Task prompt
Exact copies of all the records are to be printed.

=====

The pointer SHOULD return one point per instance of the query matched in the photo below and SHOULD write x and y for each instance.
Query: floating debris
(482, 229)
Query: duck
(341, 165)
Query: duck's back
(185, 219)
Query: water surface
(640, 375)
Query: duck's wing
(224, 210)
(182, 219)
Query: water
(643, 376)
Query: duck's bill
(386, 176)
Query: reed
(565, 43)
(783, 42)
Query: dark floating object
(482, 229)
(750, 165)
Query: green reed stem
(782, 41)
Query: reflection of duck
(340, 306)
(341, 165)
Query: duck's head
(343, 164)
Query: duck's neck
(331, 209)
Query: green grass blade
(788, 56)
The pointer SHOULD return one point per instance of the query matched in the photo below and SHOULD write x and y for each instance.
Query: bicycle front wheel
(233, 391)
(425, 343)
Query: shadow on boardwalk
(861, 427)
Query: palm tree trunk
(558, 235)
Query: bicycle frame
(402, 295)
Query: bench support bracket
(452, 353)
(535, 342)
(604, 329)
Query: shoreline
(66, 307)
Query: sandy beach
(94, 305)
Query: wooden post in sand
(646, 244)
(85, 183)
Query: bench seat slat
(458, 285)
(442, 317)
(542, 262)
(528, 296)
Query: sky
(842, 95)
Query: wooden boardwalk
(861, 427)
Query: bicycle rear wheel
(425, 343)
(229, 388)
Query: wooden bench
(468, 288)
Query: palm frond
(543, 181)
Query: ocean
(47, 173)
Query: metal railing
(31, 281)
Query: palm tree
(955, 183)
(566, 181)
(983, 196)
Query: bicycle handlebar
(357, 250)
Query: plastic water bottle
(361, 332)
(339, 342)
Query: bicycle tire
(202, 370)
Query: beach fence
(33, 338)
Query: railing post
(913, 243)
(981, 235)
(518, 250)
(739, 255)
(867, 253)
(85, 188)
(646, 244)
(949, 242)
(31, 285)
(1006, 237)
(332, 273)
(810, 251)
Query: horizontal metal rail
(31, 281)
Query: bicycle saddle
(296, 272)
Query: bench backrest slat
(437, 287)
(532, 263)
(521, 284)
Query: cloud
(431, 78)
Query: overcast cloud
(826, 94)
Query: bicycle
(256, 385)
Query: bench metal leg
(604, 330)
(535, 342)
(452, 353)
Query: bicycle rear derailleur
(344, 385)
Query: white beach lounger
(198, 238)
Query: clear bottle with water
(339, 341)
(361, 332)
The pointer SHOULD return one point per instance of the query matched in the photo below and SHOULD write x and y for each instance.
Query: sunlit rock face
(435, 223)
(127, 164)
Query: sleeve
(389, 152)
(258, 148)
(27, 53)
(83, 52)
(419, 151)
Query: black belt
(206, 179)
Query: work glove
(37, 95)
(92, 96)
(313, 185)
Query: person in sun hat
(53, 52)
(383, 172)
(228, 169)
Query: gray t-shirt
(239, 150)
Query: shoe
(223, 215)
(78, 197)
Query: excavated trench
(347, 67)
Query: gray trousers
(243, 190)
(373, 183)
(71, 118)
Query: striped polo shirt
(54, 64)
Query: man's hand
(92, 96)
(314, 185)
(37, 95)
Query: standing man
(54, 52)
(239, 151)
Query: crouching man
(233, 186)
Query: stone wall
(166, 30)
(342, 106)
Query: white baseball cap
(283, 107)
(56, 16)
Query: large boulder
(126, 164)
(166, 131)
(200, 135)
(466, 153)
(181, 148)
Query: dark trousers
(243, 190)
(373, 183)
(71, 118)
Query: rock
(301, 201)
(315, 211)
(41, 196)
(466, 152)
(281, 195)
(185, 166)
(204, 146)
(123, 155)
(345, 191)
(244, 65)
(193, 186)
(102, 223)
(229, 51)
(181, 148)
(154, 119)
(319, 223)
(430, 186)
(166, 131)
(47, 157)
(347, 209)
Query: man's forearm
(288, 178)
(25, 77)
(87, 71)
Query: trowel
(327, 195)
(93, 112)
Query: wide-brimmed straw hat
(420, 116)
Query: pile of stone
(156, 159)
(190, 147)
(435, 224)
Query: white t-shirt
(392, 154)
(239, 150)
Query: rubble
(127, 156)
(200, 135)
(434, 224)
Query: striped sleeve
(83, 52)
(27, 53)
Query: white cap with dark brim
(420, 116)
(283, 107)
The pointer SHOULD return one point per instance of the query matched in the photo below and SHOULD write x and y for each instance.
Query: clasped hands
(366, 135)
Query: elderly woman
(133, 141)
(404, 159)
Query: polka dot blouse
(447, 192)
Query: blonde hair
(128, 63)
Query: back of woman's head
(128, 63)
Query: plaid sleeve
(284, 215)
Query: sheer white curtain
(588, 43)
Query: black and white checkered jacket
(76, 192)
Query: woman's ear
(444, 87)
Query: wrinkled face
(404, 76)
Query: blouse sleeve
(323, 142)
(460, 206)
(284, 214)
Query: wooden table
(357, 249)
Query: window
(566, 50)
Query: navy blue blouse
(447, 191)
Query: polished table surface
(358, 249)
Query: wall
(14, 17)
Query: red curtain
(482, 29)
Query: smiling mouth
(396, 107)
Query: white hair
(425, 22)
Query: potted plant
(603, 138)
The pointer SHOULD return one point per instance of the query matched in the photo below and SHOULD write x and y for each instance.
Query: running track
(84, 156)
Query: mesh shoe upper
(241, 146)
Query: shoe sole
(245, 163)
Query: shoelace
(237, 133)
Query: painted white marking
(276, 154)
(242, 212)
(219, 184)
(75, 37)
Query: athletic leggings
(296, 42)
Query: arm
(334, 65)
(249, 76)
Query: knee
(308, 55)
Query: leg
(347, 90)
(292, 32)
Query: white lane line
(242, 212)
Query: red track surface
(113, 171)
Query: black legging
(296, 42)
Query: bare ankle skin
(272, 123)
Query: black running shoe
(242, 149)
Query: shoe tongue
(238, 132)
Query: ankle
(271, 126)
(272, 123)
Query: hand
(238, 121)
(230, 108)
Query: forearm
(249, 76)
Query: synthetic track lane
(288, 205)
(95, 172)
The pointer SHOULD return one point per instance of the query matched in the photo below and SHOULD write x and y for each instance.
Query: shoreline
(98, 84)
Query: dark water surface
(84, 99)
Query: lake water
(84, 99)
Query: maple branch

=====

Answer below
The pointer SHOULD return one point per instance of the query matched in the photo below and SHOULD write x and y for each instance.
Query: floating debris
(482, 229)
Query: duck
(341, 165)
Query: duck's back
(185, 219)
Query: water surface
(640, 375)
Query: duck's wing
(224, 210)
(182, 219)
Query: water
(643, 376)
Query: duck's bill
(386, 176)
Query: reed
(565, 43)
(783, 42)
Query: dark floating object
(482, 229)
(750, 165)
Query: green reed stem
(782, 41)
Query: reflection of duck
(340, 306)
(341, 165)
Query: duck's head
(343, 164)
Query: duck's neck
(331, 209)
Query: green grass blade
(788, 56)
The pointer SHOULD return one point per instance of the query matched in the photo below and SHOULD write x and y for each instance.
Query: bicycle front wheel
(233, 391)
(425, 343)
Query: shadow on boardwalk
(861, 427)
Query: palm tree trunk
(558, 235)
Query: bicycle frame
(402, 295)
Query: bench support bracket
(452, 353)
(535, 342)
(604, 329)
Query: shoreline
(66, 307)
Query: sandy beach
(94, 305)
Query: wooden post in sand
(646, 244)
(85, 183)
Query: bench seat slat
(458, 285)
(442, 317)
(542, 262)
(528, 296)
Query: sky
(842, 95)
Query: wooden boardwalk
(861, 427)
Query: bicycle rear wheel
(425, 343)
(229, 388)
Query: wooden bench
(468, 288)
Query: palm frond
(543, 181)
Query: ocean
(47, 173)
Query: metal railing
(31, 281)
Query: palm tree
(955, 183)
(566, 181)
(983, 196)
Query: bicycle handlebar
(357, 250)
Query: plastic water bottle
(361, 332)
(339, 342)
Query: bicycle tire
(202, 370)
Query: beach fence
(33, 338)
Query: railing post
(913, 243)
(981, 235)
(518, 250)
(739, 255)
(867, 253)
(85, 188)
(646, 244)
(949, 242)
(31, 285)
(1006, 237)
(332, 273)
(810, 251)
Query: horizontal metal rail
(31, 281)
Query: bicycle saddle
(296, 272)
Query: bench backrest slat
(437, 287)
(532, 263)
(521, 284)
Query: cloud
(431, 78)
Query: overcast cloud
(826, 94)
Query: bicycle
(256, 385)
Query: bench metal leg
(604, 330)
(535, 342)
(452, 353)
Query: bicycle rear derailleur
(344, 385)
Query: white beach lounger
(198, 238)
Query: clear bottle with water
(339, 341)
(361, 332)
The pointer SHOULD return one point per instance of the query matched in the photo below and SHOULD write x and y for each instance.
Query: sunlit rock face
(435, 223)
(127, 164)
Query: sleeve
(389, 152)
(258, 148)
(27, 53)
(83, 52)
(419, 151)
Query: black belt
(206, 179)
Query: work glove
(37, 95)
(92, 96)
(313, 185)
Query: person in sun hat
(53, 52)
(383, 172)
(228, 169)
Query: gray t-shirt
(239, 150)
Query: shoe
(223, 215)
(78, 197)
Query: excavated trench
(347, 67)
Query: gray trousers
(243, 190)
(373, 183)
(71, 118)
Query: striped polo shirt
(54, 64)
Query: man's hand
(92, 96)
(314, 185)
(37, 95)
Query: standing man
(54, 52)
(239, 151)
Query: crouching man
(233, 186)
Query: stone wall
(166, 30)
(342, 106)
Query: white baseball cap
(283, 107)
(56, 16)
Query: large boulder
(126, 164)
(166, 131)
(200, 135)
(466, 153)
(181, 148)
Query: dark trousers
(243, 190)
(373, 183)
(71, 118)
Query: rock
(301, 201)
(315, 211)
(41, 196)
(466, 152)
(281, 195)
(185, 166)
(204, 146)
(123, 155)
(345, 191)
(244, 65)
(193, 186)
(102, 223)
(229, 51)
(181, 148)
(154, 119)
(319, 223)
(430, 186)
(166, 131)
(47, 157)
(347, 209)
Query: man's forearm
(288, 178)
(25, 77)
(87, 71)
Query: trowel
(327, 195)
(93, 112)
Query: wide-brimmed straw hat
(420, 116)
Query: pile of stone
(156, 159)
(190, 147)
(435, 224)
Query: white t-shirt
(392, 154)
(239, 150)
Query: rubble
(127, 156)
(200, 135)
(434, 224)
Query: striped sleeve
(83, 52)
(27, 53)
Query: white cap with dark brim
(420, 116)
(283, 107)
The pointer SHOULD return one point per instance of the query matched in the photo below and SHOULD write x and y for each instance.
Query: clasped hands
(366, 135)
Query: elderly woman
(133, 141)
(404, 159)
Query: polka dot blouse
(447, 192)
Query: blonde hair
(128, 63)
Query: back of woman's head
(128, 63)
Query: plaid sleeve
(284, 215)
Query: sheer white curtain
(588, 43)
Query: black and white checkered jacket
(76, 192)
Query: woman's ear
(444, 87)
Query: wrinkled face
(404, 76)
Query: blouse sleeve
(323, 142)
(460, 206)
(284, 214)
Query: wooden table
(357, 249)
Query: window
(566, 50)
Query: navy blue blouse
(447, 191)
Query: polished table surface
(358, 249)
Query: wall
(14, 17)
Query: red curtain
(482, 29)
Query: smiling mouth
(396, 107)
Query: white hair
(425, 22)
Query: potted plant
(603, 138)
The pointer SHOULD return one point per instance of the query matched in the photo below and SHOULD write x and y for each instance.
Query: running track
(84, 156)
Query: mesh shoe upper
(241, 146)
Query: shoe sole
(245, 163)
Query: shoelace
(237, 133)
Query: painted white marking
(276, 154)
(242, 212)
(219, 184)
(75, 37)
Query: athletic leggings
(296, 42)
Query: arm
(334, 65)
(249, 76)
Query: knee
(308, 55)
Query: leg
(347, 90)
(292, 32)
Query: white lane line
(242, 212)
Query: red track surface
(113, 171)
Query: black legging
(296, 42)
Query: bare ankle skin
(272, 123)
Query: black running shoe
(242, 149)
Query: shoe tongue
(238, 132)
Query: ankle
(271, 126)
(272, 123)
Query: hand
(238, 121)
(230, 108)
Query: forearm
(249, 76)
Query: synthetic track lane
(288, 205)
(95, 172)
The pointer SHOULD return one point per instance of the query matched in the photo below and SHOULD write x and y for each instance.
Query: shoreline
(98, 84)
Query: dark water surface
(84, 99)
Query: lake water
(84, 99)
Query: maple branch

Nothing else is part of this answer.